Written instruction 1:
In the Uber fuel card thread, how many rides a month must drivers perform to be offered the Partner Fuel Card?
Written instruction 2:
Write out the part of the Uber fuel card thread from "# #UberMOMENTUM |" to "(May 19, 2015)".
Written instruction 3:
Turn the paragraph of the Uber fuel card thread that begins "The company said Tuesday" into a short bulleted list of its main facts.

Document text:
# #UberMOMENTUM | Uber drivers to get cheaper gas with new fuel cards



## chi1cabby (May 28, 2014)

http://mashable.com/2015/06/09/uber...ial&utm_medium=twitter&utm_source=twitterfeed


----------



## UberRidiculous (May 19, 2015)

I have a better idea... Raise the Fares!


----------



## chi1cabby (May 28, 2014)

_"The company said Tuesday that it is offering its Partner Fuel Card nationwide to drivers who perform more than 200 rides a month. 
Drivers who use the card at Exxon or Mobile gas stations can potentially save up to $0.15 per gallon on a maximum of $200 spent each week, based on where they refuel. They can also use the card at non-Exxon or Mobile gas stations and save at least 1.5% off each transaction, so long as that service station takes MasterCard."_

Let's assume that qualifying Drivers buy average of 100 gallons per month. *That's an avg. savings of $4.50 - $15 per month.*

And oh btw, at least in Chicago, Exxon-Mobil stations are at least ¢10/gallon more expensive than even other branded gas stations.

Recorded information:
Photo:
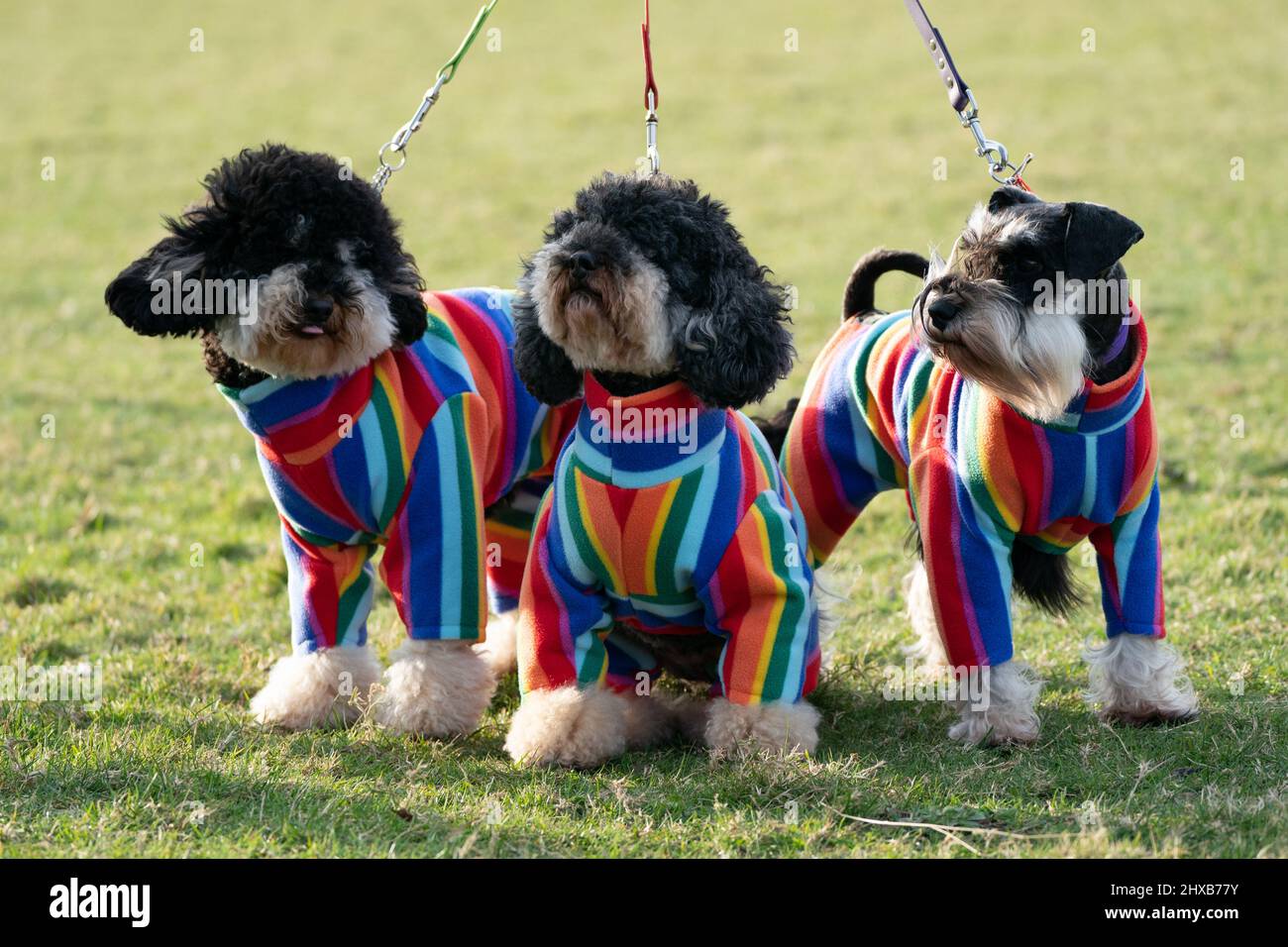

Complete answer 1:
More than 200 rides a month.

Complete answer 2:
# #UberMOMENTUM | Uber drivers to get cheaper gas with new fuel cards



## chi1cabby (May 28, 2014)

http://mashable.com/2015/06/09/uber...ial&utm_medium=twitter&utm_source=twitterfeed


----------



## UberRidiculous (May 19, 2015)

Complete answer 3:
- Uber is offering its Partner Fuel Card nationwide to drivers who perform more than 200 rides a month.
- At Exxon or Mobile gas stations, drivers can potentially save up to $0.15 per gallon on a maximum of $200 spent each week, depending on where they refuel.
- At other gas stations, drivers save at least 1.5% off each transaction, provided the station takes MasterCard.